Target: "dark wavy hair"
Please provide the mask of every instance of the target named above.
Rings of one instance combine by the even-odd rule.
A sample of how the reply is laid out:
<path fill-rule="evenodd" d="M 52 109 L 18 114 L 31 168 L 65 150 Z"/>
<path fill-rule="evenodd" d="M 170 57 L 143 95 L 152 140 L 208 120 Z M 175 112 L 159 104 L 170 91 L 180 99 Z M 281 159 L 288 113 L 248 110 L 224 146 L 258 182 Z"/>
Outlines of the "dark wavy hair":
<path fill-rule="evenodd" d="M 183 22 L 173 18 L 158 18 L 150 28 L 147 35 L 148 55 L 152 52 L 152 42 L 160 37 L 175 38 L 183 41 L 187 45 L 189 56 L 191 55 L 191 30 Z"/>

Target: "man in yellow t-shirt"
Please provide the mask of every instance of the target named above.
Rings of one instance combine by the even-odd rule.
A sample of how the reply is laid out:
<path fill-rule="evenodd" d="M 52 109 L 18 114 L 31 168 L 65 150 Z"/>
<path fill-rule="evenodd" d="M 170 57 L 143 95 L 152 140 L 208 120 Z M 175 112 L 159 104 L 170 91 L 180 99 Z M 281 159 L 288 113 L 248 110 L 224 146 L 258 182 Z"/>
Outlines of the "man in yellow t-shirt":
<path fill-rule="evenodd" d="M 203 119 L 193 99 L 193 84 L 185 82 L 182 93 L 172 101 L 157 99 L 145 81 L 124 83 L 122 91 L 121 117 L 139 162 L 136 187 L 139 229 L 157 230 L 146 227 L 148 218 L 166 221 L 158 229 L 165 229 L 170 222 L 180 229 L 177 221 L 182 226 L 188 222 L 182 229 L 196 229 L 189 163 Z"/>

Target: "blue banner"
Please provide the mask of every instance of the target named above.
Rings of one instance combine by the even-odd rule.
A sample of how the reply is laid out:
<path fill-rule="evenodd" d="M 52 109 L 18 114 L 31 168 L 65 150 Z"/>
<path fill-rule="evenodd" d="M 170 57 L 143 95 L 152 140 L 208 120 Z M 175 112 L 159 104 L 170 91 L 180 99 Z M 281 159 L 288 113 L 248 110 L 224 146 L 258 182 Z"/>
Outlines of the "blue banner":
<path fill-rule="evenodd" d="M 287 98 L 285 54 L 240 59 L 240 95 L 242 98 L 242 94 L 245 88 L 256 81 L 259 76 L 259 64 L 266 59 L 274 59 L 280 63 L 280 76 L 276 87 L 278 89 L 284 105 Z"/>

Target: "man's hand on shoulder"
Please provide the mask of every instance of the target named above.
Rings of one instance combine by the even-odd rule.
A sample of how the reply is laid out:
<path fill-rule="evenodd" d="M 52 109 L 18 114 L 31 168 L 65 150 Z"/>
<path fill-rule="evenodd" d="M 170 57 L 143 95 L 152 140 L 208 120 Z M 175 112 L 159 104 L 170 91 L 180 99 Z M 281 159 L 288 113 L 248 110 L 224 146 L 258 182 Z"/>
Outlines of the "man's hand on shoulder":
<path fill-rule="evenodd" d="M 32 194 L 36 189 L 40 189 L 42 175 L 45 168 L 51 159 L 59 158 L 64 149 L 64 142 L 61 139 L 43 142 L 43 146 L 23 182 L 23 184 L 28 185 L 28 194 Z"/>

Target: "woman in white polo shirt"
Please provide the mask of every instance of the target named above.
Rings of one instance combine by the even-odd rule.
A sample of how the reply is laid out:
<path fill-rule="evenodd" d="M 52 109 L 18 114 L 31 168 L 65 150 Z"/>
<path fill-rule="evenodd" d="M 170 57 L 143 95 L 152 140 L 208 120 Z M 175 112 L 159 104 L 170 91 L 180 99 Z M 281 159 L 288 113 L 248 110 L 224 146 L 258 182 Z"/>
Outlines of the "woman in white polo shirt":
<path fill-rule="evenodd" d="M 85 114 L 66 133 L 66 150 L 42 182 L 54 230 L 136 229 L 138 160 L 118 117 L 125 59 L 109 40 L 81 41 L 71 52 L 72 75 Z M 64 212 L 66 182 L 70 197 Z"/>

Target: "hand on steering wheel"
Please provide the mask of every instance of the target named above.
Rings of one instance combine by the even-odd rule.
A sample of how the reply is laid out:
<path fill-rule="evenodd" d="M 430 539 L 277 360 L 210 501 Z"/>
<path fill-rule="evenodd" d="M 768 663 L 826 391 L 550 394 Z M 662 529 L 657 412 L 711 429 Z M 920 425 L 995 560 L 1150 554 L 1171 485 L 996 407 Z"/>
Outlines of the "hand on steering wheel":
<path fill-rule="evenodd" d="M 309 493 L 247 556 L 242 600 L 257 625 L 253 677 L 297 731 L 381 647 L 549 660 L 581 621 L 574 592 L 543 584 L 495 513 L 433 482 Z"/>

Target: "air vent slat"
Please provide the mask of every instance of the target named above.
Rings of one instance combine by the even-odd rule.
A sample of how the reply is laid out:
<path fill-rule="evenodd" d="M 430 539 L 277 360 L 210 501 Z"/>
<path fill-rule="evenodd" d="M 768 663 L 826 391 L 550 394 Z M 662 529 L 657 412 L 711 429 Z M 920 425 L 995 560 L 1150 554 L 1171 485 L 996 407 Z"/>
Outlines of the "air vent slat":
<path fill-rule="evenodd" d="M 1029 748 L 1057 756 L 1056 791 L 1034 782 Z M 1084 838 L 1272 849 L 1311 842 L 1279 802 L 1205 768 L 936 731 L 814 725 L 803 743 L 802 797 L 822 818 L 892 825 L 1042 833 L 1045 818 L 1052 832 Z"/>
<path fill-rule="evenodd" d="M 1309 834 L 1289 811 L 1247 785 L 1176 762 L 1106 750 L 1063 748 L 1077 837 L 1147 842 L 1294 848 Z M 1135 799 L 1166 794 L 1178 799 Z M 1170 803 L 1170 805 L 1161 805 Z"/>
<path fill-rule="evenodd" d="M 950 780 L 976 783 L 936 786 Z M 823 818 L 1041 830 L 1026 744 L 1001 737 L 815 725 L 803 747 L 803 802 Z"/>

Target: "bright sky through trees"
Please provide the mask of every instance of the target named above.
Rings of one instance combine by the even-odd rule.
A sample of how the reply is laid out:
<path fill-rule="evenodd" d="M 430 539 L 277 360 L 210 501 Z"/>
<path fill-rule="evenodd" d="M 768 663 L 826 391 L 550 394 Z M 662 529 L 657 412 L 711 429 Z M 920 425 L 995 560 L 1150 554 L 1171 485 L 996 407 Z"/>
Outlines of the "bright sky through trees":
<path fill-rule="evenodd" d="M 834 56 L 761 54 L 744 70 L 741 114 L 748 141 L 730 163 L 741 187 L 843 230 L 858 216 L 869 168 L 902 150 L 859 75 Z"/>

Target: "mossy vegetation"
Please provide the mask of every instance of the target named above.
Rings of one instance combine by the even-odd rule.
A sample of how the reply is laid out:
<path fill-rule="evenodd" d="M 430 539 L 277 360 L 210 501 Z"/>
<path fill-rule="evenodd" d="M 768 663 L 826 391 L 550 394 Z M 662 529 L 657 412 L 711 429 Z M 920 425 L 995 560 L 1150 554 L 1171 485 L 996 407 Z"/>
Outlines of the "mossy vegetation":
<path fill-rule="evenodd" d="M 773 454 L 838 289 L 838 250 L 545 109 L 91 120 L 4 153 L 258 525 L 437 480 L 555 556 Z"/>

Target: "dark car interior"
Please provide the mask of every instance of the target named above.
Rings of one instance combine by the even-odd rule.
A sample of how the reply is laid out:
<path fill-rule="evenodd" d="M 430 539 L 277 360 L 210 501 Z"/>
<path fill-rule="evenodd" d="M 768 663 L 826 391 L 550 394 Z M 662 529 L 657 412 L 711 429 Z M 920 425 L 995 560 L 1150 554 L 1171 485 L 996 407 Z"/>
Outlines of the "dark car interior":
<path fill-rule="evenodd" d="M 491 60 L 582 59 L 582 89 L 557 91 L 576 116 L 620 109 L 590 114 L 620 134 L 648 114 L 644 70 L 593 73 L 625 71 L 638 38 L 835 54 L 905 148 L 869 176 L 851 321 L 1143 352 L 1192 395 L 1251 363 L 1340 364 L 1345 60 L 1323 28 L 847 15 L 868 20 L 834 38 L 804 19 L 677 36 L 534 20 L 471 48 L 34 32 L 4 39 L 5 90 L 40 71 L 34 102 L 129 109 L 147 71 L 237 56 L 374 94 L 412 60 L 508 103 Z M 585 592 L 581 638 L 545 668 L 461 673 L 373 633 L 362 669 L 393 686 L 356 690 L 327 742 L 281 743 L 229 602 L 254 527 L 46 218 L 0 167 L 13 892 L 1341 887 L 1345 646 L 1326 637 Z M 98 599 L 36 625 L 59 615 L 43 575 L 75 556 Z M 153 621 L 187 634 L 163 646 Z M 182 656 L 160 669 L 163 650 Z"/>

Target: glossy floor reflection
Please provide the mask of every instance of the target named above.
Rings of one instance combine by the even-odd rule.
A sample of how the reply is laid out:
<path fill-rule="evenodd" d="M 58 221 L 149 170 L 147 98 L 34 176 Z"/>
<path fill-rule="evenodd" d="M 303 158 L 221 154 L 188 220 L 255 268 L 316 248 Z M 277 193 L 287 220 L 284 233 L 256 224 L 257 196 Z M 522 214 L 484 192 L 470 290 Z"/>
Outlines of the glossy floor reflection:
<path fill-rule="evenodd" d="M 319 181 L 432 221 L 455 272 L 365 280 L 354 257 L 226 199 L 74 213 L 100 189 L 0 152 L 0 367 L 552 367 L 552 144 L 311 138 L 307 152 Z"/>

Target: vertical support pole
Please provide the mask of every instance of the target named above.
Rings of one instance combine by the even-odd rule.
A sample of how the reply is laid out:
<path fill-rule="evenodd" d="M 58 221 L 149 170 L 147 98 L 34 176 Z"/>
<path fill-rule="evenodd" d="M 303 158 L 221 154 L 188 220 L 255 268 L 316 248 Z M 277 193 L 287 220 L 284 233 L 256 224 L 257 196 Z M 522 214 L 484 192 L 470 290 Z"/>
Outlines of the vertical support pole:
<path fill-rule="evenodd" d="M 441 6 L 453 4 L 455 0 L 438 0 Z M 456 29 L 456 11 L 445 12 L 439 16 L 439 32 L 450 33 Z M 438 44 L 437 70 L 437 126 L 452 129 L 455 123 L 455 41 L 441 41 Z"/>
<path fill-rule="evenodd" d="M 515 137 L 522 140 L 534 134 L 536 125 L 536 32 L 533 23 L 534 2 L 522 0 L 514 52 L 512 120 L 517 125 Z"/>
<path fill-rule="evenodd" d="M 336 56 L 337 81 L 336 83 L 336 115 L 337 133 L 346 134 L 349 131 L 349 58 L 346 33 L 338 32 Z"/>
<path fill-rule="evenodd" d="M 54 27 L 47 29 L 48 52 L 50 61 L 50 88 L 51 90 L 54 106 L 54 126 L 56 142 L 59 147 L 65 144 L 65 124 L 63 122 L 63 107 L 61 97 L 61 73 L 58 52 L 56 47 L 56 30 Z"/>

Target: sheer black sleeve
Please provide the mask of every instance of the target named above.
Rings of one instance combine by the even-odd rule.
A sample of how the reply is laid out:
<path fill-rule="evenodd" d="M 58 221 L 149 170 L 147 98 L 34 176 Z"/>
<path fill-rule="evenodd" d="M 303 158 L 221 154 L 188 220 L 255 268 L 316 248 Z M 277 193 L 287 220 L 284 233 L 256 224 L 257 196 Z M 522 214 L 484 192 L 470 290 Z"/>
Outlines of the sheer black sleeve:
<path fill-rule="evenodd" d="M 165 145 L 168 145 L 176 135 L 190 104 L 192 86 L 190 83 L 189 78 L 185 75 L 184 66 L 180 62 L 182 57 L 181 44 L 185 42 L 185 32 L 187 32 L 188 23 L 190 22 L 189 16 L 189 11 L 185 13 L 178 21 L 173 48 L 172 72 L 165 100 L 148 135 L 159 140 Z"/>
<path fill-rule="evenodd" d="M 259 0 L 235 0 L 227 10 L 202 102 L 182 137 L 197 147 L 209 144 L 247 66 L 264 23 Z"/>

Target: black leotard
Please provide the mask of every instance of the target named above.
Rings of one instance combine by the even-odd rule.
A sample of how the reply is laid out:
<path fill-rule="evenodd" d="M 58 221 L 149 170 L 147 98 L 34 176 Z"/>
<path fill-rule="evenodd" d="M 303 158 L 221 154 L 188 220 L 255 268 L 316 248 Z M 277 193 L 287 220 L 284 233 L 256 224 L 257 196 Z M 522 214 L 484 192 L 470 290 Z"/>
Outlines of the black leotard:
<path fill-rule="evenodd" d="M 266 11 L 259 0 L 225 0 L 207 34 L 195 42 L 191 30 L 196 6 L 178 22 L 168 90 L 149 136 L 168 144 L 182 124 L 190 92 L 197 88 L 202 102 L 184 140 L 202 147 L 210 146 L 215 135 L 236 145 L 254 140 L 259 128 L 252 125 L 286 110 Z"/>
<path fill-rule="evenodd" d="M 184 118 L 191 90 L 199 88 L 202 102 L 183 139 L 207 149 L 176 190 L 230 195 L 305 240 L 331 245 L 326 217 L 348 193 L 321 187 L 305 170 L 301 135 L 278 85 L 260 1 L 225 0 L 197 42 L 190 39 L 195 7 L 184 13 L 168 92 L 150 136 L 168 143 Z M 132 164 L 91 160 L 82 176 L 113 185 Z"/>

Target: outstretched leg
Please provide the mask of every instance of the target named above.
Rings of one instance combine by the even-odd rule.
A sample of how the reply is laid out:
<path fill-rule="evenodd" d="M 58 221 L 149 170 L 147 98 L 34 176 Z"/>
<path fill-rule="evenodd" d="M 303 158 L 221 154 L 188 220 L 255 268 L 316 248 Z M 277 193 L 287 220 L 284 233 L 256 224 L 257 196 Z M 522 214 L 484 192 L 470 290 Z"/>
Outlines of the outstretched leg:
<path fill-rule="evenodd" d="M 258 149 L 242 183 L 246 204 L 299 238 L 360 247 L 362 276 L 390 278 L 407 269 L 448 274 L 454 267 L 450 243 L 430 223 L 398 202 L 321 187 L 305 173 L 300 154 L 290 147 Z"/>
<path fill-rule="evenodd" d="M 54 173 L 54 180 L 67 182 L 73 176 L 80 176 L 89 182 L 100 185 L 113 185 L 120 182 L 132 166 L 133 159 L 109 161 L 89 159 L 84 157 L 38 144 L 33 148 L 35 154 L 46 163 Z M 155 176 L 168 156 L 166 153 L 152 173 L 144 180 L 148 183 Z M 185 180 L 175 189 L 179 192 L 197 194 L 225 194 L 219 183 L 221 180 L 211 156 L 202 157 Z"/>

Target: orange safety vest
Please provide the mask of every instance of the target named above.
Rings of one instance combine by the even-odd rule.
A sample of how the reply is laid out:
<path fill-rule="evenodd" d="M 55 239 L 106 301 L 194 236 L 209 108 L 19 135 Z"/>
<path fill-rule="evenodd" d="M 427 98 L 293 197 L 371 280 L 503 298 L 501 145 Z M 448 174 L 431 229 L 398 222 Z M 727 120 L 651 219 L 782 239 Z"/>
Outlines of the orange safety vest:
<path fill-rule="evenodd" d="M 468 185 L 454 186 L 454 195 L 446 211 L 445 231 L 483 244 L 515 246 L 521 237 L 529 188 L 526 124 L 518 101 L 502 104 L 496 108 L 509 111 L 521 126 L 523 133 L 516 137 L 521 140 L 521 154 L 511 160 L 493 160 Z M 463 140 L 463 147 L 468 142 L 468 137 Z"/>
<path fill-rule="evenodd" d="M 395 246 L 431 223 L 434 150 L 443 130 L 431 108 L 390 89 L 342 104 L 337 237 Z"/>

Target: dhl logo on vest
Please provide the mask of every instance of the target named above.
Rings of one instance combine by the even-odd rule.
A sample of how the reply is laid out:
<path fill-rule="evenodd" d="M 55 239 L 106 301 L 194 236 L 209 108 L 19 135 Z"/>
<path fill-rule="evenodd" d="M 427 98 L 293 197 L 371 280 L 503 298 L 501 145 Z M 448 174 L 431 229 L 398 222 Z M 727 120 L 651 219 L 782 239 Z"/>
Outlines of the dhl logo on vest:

WHAT THE EXERCISE ASKS:
Quote the data word for word, starting at the beginning and ending with the line that contains "183 22 L 173".

RESPONSE TO THIS TASK:
Target: "dark wavy hair"
Please provide the mask of every instance of the target named above.
Rings of one instance combine by the even-odd rule.
A sample of how the reply is laid out:
<path fill-rule="evenodd" d="M 52 109 L 18 114 L 31 168 L 65 150 Z"/>
<path fill-rule="evenodd" d="M 170 57 L 143 95 L 152 140 L 208 120 Z M 175 112 L 159 104 L 170 91 L 180 99 Z M 281 159 L 288 113 L 248 110 L 224 146 L 258 182 Z"/>
Outlines of the "dark wavy hair":
<path fill-rule="evenodd" d="M 183 22 L 173 18 L 158 18 L 150 28 L 147 35 L 148 55 L 152 52 L 152 42 L 160 37 L 175 38 L 183 41 L 187 45 L 189 56 L 191 55 L 191 30 Z"/>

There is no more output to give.